STATED PROBLEM
Repeat the listing in full. Nothing may be added or left out.

——

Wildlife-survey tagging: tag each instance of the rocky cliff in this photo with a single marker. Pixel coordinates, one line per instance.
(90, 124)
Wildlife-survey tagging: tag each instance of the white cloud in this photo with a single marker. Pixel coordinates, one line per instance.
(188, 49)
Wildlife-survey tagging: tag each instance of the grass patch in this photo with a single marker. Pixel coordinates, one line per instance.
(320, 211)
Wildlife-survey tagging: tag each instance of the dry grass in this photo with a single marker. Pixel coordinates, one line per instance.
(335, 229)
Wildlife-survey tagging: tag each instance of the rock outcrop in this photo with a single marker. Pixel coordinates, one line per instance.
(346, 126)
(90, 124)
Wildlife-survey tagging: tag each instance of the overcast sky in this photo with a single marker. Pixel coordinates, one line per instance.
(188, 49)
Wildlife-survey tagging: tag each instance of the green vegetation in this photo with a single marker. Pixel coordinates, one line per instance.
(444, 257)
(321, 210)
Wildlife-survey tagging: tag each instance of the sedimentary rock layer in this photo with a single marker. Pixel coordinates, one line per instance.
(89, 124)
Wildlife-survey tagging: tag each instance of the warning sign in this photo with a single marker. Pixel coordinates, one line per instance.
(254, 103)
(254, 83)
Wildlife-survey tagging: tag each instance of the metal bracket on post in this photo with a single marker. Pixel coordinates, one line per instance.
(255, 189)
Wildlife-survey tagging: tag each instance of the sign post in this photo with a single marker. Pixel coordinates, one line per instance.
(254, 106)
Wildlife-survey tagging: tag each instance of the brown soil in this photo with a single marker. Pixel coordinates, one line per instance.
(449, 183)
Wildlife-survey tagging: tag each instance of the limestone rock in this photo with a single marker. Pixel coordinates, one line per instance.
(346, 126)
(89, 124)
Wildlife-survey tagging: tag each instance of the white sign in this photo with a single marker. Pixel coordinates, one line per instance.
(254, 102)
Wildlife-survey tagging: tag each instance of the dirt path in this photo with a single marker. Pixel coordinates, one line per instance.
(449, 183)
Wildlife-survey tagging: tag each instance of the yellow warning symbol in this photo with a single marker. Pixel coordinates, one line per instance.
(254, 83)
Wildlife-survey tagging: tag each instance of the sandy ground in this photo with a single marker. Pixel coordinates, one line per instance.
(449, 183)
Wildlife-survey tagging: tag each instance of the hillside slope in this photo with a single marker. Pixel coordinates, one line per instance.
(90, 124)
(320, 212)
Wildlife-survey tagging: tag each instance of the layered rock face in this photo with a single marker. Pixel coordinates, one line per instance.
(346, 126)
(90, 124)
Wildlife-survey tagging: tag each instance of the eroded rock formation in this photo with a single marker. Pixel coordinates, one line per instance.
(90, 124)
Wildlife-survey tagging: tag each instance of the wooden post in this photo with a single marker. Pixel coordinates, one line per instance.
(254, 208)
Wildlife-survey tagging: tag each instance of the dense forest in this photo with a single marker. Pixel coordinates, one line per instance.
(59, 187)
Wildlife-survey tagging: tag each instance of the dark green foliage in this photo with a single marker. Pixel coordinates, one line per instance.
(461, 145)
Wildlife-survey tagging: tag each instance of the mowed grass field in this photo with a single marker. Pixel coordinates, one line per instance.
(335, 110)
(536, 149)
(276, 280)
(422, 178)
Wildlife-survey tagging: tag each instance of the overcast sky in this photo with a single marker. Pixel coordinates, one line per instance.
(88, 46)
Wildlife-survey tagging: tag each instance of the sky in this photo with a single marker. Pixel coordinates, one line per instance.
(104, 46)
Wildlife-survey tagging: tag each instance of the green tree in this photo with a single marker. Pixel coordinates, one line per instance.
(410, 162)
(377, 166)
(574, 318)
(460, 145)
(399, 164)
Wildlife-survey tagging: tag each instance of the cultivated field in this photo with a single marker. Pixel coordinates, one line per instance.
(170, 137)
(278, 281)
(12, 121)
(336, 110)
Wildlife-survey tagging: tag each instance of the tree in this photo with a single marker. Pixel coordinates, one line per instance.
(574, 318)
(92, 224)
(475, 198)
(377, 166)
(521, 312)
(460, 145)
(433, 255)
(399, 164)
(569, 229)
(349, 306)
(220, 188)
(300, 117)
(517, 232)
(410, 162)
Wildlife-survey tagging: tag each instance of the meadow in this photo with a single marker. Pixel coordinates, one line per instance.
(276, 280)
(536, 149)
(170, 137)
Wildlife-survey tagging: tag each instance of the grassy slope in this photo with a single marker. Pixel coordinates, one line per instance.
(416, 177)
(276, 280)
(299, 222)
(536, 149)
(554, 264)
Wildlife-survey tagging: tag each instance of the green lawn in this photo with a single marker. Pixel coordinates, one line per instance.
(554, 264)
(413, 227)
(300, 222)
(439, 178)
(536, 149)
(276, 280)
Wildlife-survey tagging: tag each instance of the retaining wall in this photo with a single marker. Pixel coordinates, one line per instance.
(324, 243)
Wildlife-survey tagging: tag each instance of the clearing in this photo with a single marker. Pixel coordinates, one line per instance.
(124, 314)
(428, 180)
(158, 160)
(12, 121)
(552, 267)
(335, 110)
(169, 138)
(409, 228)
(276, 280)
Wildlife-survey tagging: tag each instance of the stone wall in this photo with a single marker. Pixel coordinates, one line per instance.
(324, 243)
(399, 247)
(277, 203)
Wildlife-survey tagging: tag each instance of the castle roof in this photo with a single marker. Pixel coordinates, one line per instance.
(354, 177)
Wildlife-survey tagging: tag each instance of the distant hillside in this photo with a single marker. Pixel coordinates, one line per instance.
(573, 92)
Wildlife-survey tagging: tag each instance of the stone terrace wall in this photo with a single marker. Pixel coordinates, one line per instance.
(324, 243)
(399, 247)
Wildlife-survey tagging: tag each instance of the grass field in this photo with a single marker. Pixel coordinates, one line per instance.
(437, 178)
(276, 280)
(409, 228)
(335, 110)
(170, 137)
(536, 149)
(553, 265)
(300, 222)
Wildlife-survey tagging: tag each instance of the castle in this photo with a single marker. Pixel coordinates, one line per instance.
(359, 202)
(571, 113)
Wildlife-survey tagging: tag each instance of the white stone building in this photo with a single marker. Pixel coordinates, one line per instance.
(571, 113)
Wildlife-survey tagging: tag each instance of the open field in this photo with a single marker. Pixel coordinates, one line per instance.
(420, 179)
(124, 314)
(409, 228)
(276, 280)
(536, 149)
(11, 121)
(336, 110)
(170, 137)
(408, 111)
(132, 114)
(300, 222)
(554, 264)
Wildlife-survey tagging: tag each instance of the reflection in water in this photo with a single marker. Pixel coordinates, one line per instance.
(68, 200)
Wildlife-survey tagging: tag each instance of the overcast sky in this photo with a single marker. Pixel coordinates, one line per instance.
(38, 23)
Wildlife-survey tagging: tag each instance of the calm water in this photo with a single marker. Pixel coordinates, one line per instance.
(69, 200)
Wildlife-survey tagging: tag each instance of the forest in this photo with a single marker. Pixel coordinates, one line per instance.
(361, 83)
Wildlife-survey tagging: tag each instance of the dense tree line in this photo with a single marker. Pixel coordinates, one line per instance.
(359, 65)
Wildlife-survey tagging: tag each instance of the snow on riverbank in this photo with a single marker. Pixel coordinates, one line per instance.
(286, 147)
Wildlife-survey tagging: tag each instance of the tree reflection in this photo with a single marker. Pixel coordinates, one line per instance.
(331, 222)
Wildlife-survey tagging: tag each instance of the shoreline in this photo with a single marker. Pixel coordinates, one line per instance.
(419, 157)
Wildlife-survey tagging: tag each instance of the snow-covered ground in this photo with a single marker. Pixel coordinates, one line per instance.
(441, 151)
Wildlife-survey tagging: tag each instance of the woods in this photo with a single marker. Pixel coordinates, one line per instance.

——

PROBLEM SOLUTION
Wildlife-survey tagging: tag each instance of the rocky cliff in this photo with a single marker. Pixel coordinates, one line per instance.
(90, 124)
Wildlife-survey tagging: tag each instance of the white cloud in this photo with a single marker. Pixel coordinates, one line per instance.
(188, 49)
Wildlife-survey tagging: tag each instance of the grass patch in this photo with a single marker. Pixel coordinates, one line per instance.
(320, 211)
Wildlife-survey tagging: tag each instance of the dry grass in this photo with a single marker. Pixel coordinates, one line per instance.
(335, 229)
Wildlife-survey tagging: tag each instance of the rock outcrop in this photo with a single marker. Pixel coordinates, one line per instance.
(346, 126)
(90, 124)
Wildlife-survey tagging: tag each instance of the overcast sky in this photo with a single marker. Pixel coordinates, one line per instance.
(188, 49)
Wildlife-survey tagging: tag each instance of the green vegetation in this photo with a single marker. Pixel coordinates, one line per instance.
(444, 257)
(321, 210)
Wildlife-survey tagging: tag each instance of the sedimentary rock layer in this photo with a single marker. Pixel coordinates, one line per instance.
(89, 124)
Wildlife-survey tagging: tag each instance of the warning sign in this photo with a single marker. Pixel coordinates, one line per instance.
(254, 103)
(254, 83)
Wildlife-survey tagging: tag each instance of the metal bracket on post in this photo with a single marker. Pixel coordinates, one line per instance.
(255, 189)
Wildlife-survey tagging: tag each instance of the sign post in this photo with a single marker. Pixel coordinates, one line per instance.
(254, 106)
Wildlife-survey tagging: tag each instance of the brown soil in this photo with a single marker. Pixel coordinates, one line per instance.
(449, 183)
Wildlife-survey tagging: tag each instance of the limestone rock in this photo with a single marker. Pixel coordinates, one line per instance.
(346, 126)
(89, 124)
Wildlife-survey tagging: tag each instance of the white sign in this photo with a single marker. Pixel coordinates, one line per instance.
(254, 102)
Wildlife-survey tagging: tag each instance of the dirt path in this photo with a single marker. Pixel coordinates, one line per instance.
(449, 183)
Wildlife-survey tagging: tag each instance of the yellow warning symbol in this photo with a single marker. Pixel coordinates, one line per instance.
(254, 83)
Wildlife-survey tagging: tag each instance of the sandy ground in this photo with a single marker. Pixel coordinates, one line per instance.
(449, 183)
Wildlife-survey tagging: tag each instance of the hillside slope in this photo with a single marker. Pixel coordinates, one line per instance.
(90, 124)
(320, 212)
Wildlife-survey tagging: tag each instance of the layered rock face in this photo with a single marker. Pixel coordinates, one line per instance.
(346, 126)
(90, 124)
Wildlife-survey tagging: tag each instance of the eroded rock formation in this photo with a single marker. Pixel coordinates, one line per instance.
(90, 124)
Wildlife-survey tagging: tag each instance of the wooden post in this photo with a single marker. Pixel coordinates, one line per instance.
(254, 208)
Wildlife-survey tagging: tag each instance of the dense forest in this photo with a single marker. Pixel coordinates, one line per instance.
(59, 187)
Wildlife-survey tagging: tag each instance of the dark green foliage in this photo with a single marker. Pixel coordinates, one line per instance.
(461, 145)
Wildlife-survey tagging: tag each instance of the mowed grass field in this photo with a single marker. Pixel coordinates, one line per instance.
(335, 110)
(536, 149)
(276, 280)
(422, 178)
Wildlife-survey tagging: tag each instance of the overcast sky in this photo with a single marker. Pixel coordinates, one line per instance.
(88, 46)
Wildlife-survey tagging: tag each instance of the sky in this photo with a single marker. Pixel coordinates, one line per instance.
(104, 46)
Wildlife-survey tagging: tag each instance of the green tree in this photo with a single marker. Pixel coordinates, one line per instance.
(410, 162)
(377, 166)
(574, 318)
(460, 145)
(399, 164)
Wildlife-survey tagging: tag each instance of the cultivated field in this photo with a single marker. Pixel coordinates, one line per instance.
(170, 137)
(278, 281)
(12, 121)
(336, 110)
Wildlife-survey tagging: tag each instance of the tree in this photo with a single marker. Pixel coordinates, one line per instance.
(574, 318)
(92, 224)
(475, 198)
(377, 166)
(521, 312)
(460, 145)
(433, 255)
(399, 164)
(569, 229)
(349, 306)
(220, 188)
(300, 117)
(517, 232)
(410, 162)
Wildlife-survey tagging: tag each instance of the meadow in this photo with a single marker. Pixel coordinates, one line per instance.
(276, 280)
(536, 149)
(170, 137)
Wildlife-survey tagging: tag each instance of the grassy slope in this photo with a single marker. Pixel coordinates, one line per instance.
(416, 177)
(276, 280)
(299, 222)
(536, 149)
(554, 264)
Wildlife-survey tagging: tag each instance of the green lawn in this photo with a single marker. Pixel coordinates, one line per instance.
(554, 264)
(413, 227)
(300, 222)
(439, 178)
(536, 149)
(276, 280)
Wildlife-survey tagging: tag each instance of the retaining wall in this photo with a single marker. Pixel coordinates, one line per instance.
(324, 243)
Wildlife-survey tagging: tag each instance of the clearing in this photo with a single marker. Pixel coordinates, one line per instance.
(124, 314)
(428, 180)
(158, 160)
(12, 121)
(552, 267)
(335, 110)
(169, 138)
(409, 228)
(276, 280)
Wildlife-survey tagging: tag each instance of the stone wall in this photo with a single marker. Pixel coordinates, one line per instance.
(324, 243)
(399, 247)
(277, 203)
Wildlife-survey tagging: tag each instance of the castle roof in this photo with a single marker. Pixel coordinates, one line per instance.
(354, 177)
Wildlife-survey tagging: tag each instance of the distant hillside in this photo with a single marker. Pixel coordinates, one line per instance.
(573, 92)
Wildlife-survey tagging: tag each instance of the stone terrace wall in this photo with a single marker. Pixel coordinates, one line per instance.
(324, 243)
(399, 247)
Wildlife-survey tagging: tag each instance of the grass field in this photo with a single marker. Pixel coordinates, one line per instance.
(437, 178)
(276, 280)
(409, 228)
(335, 110)
(170, 137)
(536, 149)
(553, 265)
(300, 222)
Wildlife-survey tagging: tag each instance of the castle in this photo with a single marker. Pixel coordinates, one line per instance.
(359, 202)
(571, 113)
Wildlife-survey tagging: tag each instance of the white stone building in this photo with a single marker. Pixel coordinates, one line per instance.
(571, 113)
Wildlife-survey tagging: tag each instance of the open field in this photo with a single marker. Pixel coordinates, one line per instance.
(420, 179)
(124, 314)
(409, 228)
(276, 280)
(536, 149)
(11, 121)
(336, 110)
(170, 137)
(408, 111)
(132, 114)
(300, 222)
(554, 264)
Wildlife-survey tagging: tag each instance of the reflection in water in this photo with a single marker. Pixel coordinates, one line per instance.
(68, 200)
Wildlife-survey tagging: tag each instance of the overcast sky in this photo with a single marker. Pixel coordinates, one line per instance.
(38, 23)
Wildlife-survey tagging: tag each instance of the calm water in this photo with a single marker. Pixel coordinates, one line per instance.
(69, 200)
Wildlife-survey tagging: tag each instance of the forest in this photo with a single marker. Pixel coordinates, one line per instance.
(361, 83)
Wildlife-survey tagging: tag each instance of the dense tree line in this photo with a single marker. Pixel coordinates, one line per instance.
(359, 65)
Wildlife-survey tagging: tag each instance of the snow on riverbank in this photo with a single marker. Pixel coordinates, one line per instance.
(286, 147)
Wildlife-survey tagging: tag each instance of the tree reflection in this photo with a single marker. Pixel coordinates, one line per instance.
(331, 222)
Wildlife-survey tagging: tag each instance of the shoreline in this photo with a single marker. Pixel coordinates, one line per instance.
(419, 157)
Wildlife-survey tagging: tag each instance of the snow-covered ground in this photo with a single marker. Pixel coordinates, one line per instance.
(441, 151)
Wildlife-survey tagging: tag each instance of the woods in this photo with a single marker. Pixel coordinates, one line per instance.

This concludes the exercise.